EXERCISE REQUIREMENTS:
Exactly the lines from the line containing "Please locate the singer" through the final line of the entries below must be returned, and only those, without pictures.

MATERIAL FOR THIS TASK:
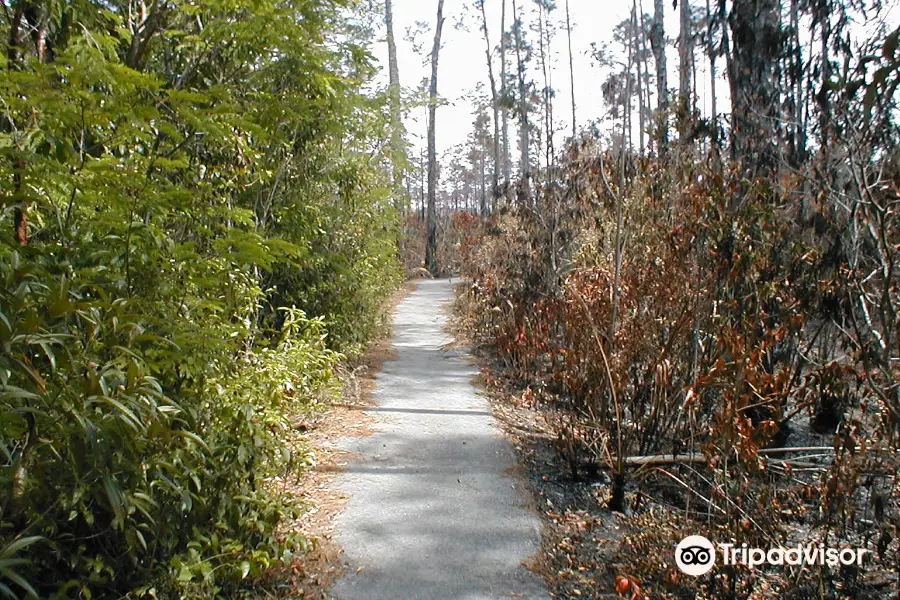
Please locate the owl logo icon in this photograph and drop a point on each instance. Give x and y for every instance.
(695, 555)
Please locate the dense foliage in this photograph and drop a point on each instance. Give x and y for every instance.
(184, 187)
(682, 321)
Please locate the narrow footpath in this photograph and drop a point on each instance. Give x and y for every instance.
(434, 510)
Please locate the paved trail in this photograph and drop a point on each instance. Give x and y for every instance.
(433, 511)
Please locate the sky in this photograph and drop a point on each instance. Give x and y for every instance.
(462, 64)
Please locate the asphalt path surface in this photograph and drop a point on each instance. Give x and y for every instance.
(434, 510)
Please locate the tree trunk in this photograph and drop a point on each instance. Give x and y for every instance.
(756, 33)
(524, 141)
(503, 90)
(638, 33)
(571, 69)
(431, 226)
(658, 45)
(495, 104)
(685, 58)
(711, 53)
(396, 120)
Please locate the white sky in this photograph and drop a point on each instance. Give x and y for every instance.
(462, 64)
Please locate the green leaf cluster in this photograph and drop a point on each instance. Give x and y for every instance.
(198, 228)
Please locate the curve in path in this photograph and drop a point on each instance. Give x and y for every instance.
(434, 512)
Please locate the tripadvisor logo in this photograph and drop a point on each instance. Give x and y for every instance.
(695, 555)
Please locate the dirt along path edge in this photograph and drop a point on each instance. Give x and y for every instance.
(434, 509)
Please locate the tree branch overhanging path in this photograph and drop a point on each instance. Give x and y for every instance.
(433, 511)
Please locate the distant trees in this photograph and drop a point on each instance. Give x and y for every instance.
(430, 215)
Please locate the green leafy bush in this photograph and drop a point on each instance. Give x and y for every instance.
(175, 180)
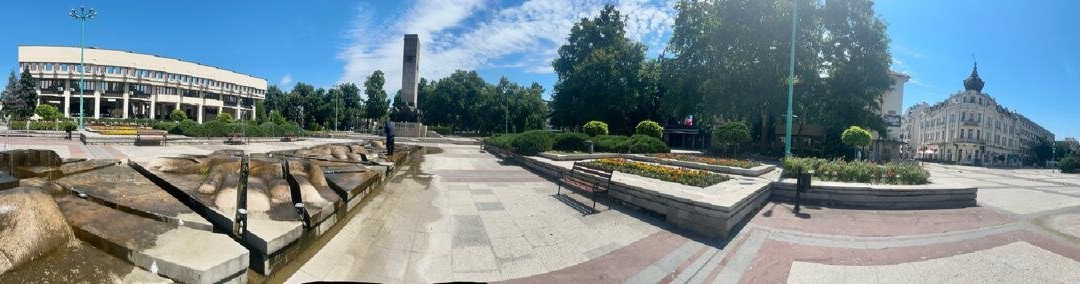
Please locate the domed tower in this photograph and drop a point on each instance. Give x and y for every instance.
(973, 82)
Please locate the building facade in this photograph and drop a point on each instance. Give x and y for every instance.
(888, 146)
(970, 127)
(123, 84)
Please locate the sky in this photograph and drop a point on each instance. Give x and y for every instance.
(1027, 51)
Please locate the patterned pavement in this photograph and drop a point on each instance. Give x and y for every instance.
(462, 215)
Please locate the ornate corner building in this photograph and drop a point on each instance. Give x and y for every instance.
(123, 84)
(970, 127)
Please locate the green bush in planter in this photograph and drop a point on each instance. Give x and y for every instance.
(188, 127)
(570, 142)
(649, 127)
(595, 129)
(1070, 164)
(645, 144)
(501, 140)
(532, 142)
(617, 144)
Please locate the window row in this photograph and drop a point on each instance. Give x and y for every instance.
(100, 69)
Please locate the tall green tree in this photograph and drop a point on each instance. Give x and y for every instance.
(728, 61)
(598, 73)
(19, 96)
(377, 106)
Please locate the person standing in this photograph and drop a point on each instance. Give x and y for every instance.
(389, 129)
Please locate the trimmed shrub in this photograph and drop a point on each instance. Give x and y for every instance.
(440, 129)
(856, 171)
(501, 140)
(532, 142)
(645, 144)
(649, 127)
(177, 116)
(224, 117)
(595, 129)
(570, 142)
(1070, 164)
(617, 144)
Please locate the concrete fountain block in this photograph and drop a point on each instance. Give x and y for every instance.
(177, 253)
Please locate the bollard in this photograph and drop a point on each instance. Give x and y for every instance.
(801, 185)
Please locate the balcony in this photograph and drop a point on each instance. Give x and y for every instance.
(970, 140)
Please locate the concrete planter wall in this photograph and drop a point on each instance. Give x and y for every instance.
(877, 197)
(757, 171)
(705, 211)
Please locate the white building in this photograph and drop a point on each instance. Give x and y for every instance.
(970, 127)
(125, 85)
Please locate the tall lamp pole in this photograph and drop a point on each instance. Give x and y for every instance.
(82, 15)
(791, 82)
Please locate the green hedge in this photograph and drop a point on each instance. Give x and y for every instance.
(220, 129)
(570, 142)
(649, 127)
(1070, 164)
(856, 171)
(536, 142)
(595, 129)
(42, 125)
(532, 143)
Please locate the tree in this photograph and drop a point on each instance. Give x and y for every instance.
(732, 133)
(1043, 150)
(178, 116)
(48, 112)
(377, 105)
(855, 136)
(21, 95)
(728, 61)
(598, 73)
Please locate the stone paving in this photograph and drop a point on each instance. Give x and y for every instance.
(460, 214)
(475, 218)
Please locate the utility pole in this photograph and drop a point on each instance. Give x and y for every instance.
(791, 82)
(82, 15)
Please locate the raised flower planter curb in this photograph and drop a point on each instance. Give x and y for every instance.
(757, 171)
(576, 157)
(877, 197)
(711, 211)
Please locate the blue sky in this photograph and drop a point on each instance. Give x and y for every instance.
(1026, 50)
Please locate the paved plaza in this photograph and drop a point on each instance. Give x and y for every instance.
(460, 214)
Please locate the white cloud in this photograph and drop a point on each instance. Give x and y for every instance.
(285, 80)
(469, 35)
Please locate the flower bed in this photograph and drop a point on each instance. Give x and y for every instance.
(858, 171)
(685, 176)
(709, 160)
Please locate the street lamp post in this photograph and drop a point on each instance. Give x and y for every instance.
(82, 15)
(791, 82)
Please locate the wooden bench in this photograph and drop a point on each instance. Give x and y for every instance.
(588, 179)
(144, 137)
(237, 138)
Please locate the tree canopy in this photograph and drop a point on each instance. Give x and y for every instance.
(603, 76)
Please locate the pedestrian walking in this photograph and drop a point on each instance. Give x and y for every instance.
(389, 129)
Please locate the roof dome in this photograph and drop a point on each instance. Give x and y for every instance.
(973, 82)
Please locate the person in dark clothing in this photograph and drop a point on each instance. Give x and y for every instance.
(389, 129)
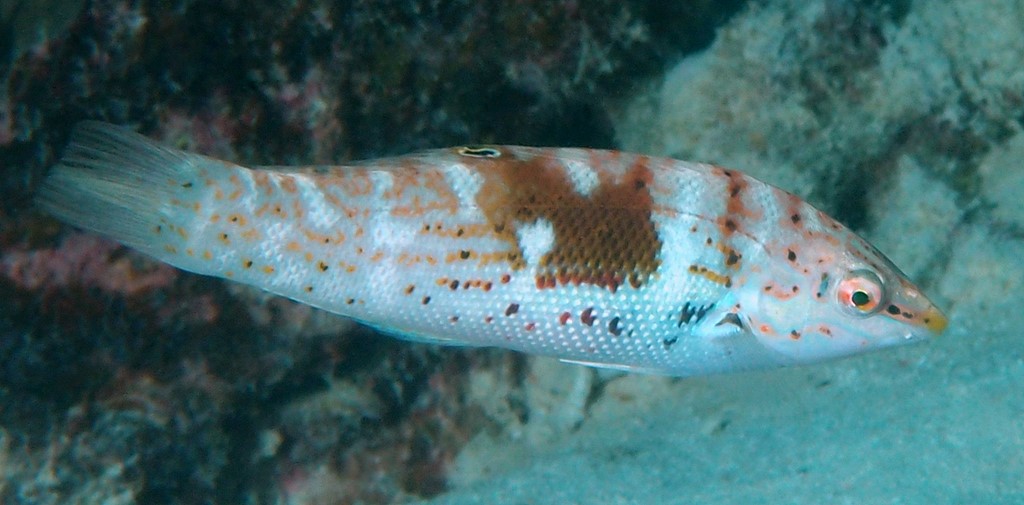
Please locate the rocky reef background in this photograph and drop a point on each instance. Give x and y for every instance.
(125, 381)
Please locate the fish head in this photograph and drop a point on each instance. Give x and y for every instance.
(830, 294)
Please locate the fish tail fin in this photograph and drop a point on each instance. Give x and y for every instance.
(121, 184)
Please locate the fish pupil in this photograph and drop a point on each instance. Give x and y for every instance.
(860, 298)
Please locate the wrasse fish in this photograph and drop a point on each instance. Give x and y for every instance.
(598, 257)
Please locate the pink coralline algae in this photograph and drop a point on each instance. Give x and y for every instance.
(83, 260)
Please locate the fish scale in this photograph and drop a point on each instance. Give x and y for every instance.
(598, 257)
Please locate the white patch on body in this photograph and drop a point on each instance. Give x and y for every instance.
(320, 213)
(536, 240)
(584, 178)
(464, 182)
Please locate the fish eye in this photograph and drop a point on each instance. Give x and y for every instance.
(860, 292)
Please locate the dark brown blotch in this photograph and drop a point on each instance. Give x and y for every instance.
(604, 239)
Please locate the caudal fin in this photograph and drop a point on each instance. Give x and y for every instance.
(116, 182)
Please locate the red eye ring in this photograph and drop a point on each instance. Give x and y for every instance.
(860, 292)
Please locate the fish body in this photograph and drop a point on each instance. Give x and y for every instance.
(599, 257)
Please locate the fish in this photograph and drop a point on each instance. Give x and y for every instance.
(603, 258)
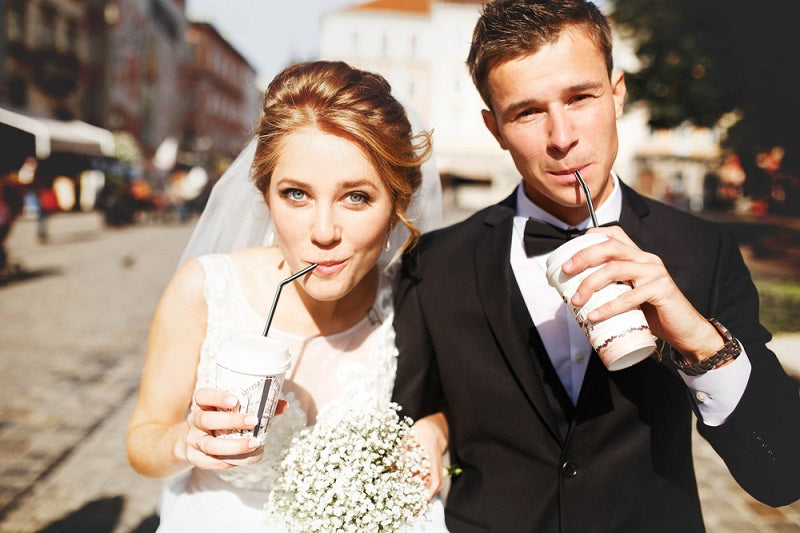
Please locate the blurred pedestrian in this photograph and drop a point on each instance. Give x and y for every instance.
(11, 203)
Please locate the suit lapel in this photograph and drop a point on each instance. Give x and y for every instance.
(496, 287)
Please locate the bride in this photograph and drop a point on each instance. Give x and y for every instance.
(334, 177)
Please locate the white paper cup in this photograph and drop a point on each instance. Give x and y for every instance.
(245, 361)
(620, 341)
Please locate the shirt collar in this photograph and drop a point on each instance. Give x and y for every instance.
(608, 211)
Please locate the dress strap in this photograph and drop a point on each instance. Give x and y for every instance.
(218, 269)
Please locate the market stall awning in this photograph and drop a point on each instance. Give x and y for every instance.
(59, 136)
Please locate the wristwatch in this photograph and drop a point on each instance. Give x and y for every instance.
(729, 351)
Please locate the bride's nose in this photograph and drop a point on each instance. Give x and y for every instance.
(325, 230)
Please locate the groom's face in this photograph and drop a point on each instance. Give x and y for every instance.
(555, 111)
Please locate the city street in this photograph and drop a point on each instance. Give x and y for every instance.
(72, 343)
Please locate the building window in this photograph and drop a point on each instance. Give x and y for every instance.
(15, 21)
(72, 36)
(47, 27)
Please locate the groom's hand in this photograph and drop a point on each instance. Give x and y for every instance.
(432, 435)
(669, 313)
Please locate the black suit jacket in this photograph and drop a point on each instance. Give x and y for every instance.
(620, 459)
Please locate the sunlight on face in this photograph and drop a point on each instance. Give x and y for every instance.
(555, 111)
(330, 207)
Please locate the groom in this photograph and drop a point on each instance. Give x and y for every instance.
(547, 438)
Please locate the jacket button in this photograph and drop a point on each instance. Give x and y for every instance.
(569, 470)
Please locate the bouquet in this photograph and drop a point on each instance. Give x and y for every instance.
(354, 470)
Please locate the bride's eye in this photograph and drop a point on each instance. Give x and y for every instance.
(358, 198)
(294, 194)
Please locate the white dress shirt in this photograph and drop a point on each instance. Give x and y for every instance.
(716, 393)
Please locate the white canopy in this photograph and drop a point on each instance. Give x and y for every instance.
(67, 136)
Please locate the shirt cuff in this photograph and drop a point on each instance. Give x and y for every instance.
(718, 391)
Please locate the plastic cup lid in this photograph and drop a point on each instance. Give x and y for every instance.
(251, 353)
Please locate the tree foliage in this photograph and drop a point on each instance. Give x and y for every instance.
(704, 59)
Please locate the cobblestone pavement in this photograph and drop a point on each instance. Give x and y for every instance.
(72, 343)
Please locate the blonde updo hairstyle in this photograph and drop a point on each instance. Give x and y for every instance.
(350, 103)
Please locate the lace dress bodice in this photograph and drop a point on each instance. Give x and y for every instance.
(354, 367)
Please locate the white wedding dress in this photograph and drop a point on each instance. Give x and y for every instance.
(355, 367)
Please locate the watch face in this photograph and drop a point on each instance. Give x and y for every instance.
(730, 350)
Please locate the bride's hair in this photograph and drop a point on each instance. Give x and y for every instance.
(351, 103)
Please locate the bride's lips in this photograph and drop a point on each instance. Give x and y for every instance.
(327, 268)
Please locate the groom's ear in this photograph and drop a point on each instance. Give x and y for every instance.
(491, 124)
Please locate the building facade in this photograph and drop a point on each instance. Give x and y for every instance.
(221, 102)
(421, 46)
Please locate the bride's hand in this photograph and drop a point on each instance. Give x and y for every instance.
(215, 410)
(432, 434)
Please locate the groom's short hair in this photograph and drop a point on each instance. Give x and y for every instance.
(508, 29)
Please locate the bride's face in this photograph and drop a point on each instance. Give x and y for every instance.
(330, 207)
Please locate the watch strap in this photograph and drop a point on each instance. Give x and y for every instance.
(729, 351)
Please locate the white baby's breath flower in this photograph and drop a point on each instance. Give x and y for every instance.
(354, 470)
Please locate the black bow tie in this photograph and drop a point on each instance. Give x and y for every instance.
(541, 237)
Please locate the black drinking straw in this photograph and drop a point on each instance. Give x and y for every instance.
(265, 392)
(588, 198)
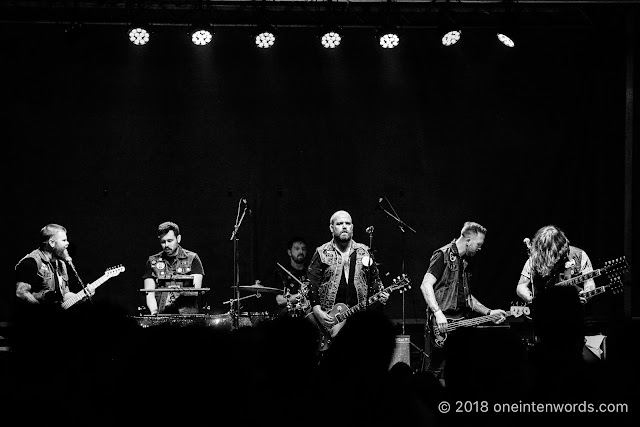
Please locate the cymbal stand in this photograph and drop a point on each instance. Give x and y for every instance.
(236, 272)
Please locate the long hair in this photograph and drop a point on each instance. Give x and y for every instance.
(549, 245)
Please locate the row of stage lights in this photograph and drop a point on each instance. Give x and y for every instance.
(330, 38)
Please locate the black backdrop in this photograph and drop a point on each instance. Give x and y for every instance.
(110, 139)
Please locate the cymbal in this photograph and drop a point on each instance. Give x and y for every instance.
(258, 288)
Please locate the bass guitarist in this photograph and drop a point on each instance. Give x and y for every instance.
(341, 271)
(445, 288)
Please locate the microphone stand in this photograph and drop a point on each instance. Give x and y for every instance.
(369, 231)
(236, 272)
(403, 225)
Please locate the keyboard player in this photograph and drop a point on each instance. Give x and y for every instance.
(174, 266)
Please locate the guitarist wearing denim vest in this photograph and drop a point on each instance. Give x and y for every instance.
(445, 288)
(41, 275)
(341, 271)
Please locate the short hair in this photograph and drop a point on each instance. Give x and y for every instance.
(472, 227)
(167, 226)
(295, 239)
(549, 245)
(48, 231)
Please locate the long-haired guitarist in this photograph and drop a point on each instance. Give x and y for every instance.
(551, 260)
(341, 272)
(445, 288)
(41, 275)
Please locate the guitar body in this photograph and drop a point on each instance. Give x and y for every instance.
(437, 337)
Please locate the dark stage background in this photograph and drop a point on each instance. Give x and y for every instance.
(110, 139)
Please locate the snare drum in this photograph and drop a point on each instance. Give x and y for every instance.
(220, 321)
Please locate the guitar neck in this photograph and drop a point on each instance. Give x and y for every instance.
(78, 297)
(475, 321)
(98, 282)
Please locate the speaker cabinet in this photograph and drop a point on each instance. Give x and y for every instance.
(402, 351)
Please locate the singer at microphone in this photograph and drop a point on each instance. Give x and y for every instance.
(52, 287)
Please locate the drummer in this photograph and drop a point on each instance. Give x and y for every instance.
(172, 261)
(292, 301)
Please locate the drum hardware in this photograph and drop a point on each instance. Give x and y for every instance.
(257, 288)
(302, 305)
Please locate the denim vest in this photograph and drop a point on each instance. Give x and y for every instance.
(45, 289)
(446, 288)
(330, 270)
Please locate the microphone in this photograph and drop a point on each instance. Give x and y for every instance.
(67, 257)
(246, 205)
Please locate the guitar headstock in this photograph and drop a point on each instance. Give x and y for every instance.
(615, 268)
(400, 283)
(114, 271)
(616, 286)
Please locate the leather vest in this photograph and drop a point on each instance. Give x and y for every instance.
(163, 267)
(45, 289)
(331, 259)
(446, 288)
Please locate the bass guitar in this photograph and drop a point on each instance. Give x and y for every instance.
(438, 337)
(340, 312)
(108, 274)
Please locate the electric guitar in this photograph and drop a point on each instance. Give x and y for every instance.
(109, 273)
(438, 337)
(340, 312)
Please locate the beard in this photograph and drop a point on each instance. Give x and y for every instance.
(60, 253)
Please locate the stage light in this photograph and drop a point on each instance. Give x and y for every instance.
(331, 37)
(388, 37)
(448, 29)
(201, 35)
(139, 35)
(265, 36)
(451, 37)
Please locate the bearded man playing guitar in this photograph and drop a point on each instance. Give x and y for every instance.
(341, 272)
(445, 288)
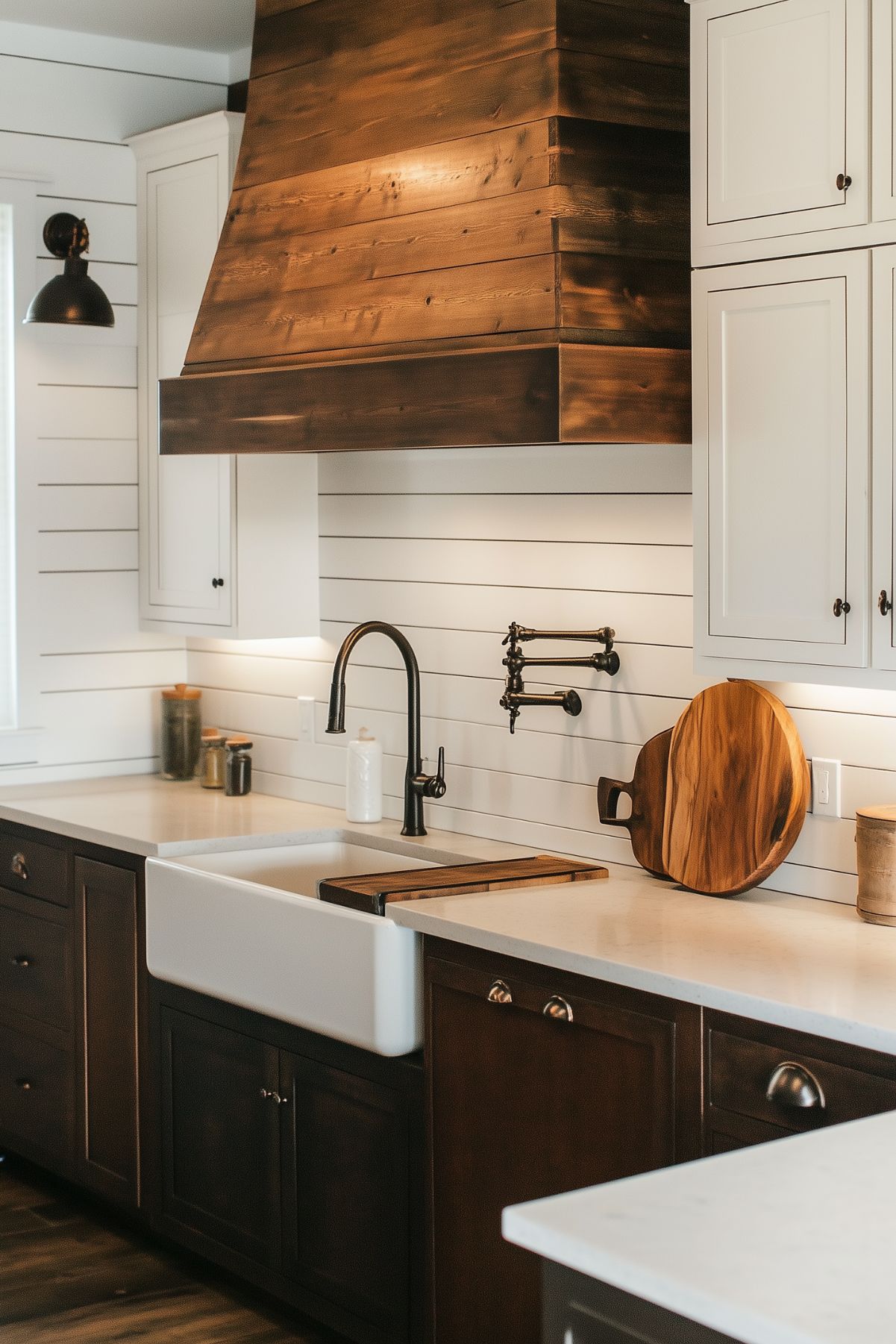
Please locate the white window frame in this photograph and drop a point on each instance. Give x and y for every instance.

COMPLETE ANSWER:
Please locate the singer at microphone in this photograph and drop a point on each instance. Give x and y for every instance.
(52, 287)
Please locate the drummer in this photograph and drop a point on each instance. Give x and y for every instance.
(172, 261)
(292, 301)
Please locate the drum hardware in this photograph and drop a point on each instance. Give x and y for every instance.
(257, 288)
(302, 305)
Please locate the denim vest in this photograph and drop a point on each instance. Give x and y for every instance.
(45, 289)
(446, 288)
(330, 270)
Please locate the microphone in this photograph and drop a point on each instance. Give x and y for every instance.
(67, 257)
(246, 205)
Please locate the guitar headstock in this photograph and drop a point on each instance. Give x and y for every instance.
(615, 268)
(400, 283)
(114, 271)
(616, 286)
Please locate the leather vest in this photograph and drop a point on each instance. Give x and y for every instance.
(163, 267)
(45, 289)
(331, 259)
(446, 288)
Please locate the bass guitar in this photograph and drop a point on each instance. Give x and y for every instance.
(438, 337)
(340, 312)
(108, 274)
Please locate the electric guitar in this photograph and drop a point on each instance. Give x and y for every instance.
(109, 273)
(438, 337)
(340, 312)
Please locate the beard in this photograph and drop a point on each instance. Give x and y for every instance.
(60, 253)
Please locate the stage light in this photograph and drop a point on each instance. Give x and y for every instance.
(331, 37)
(388, 37)
(448, 29)
(201, 35)
(139, 35)
(265, 36)
(451, 37)
Please locate the bearded man playing guitar in this photograph and drop a point on each instance. Give x and y for every instance.
(341, 272)
(445, 288)
Please locate the white window frame in this photograph and drop a point on each instance. Give x and y for every instance.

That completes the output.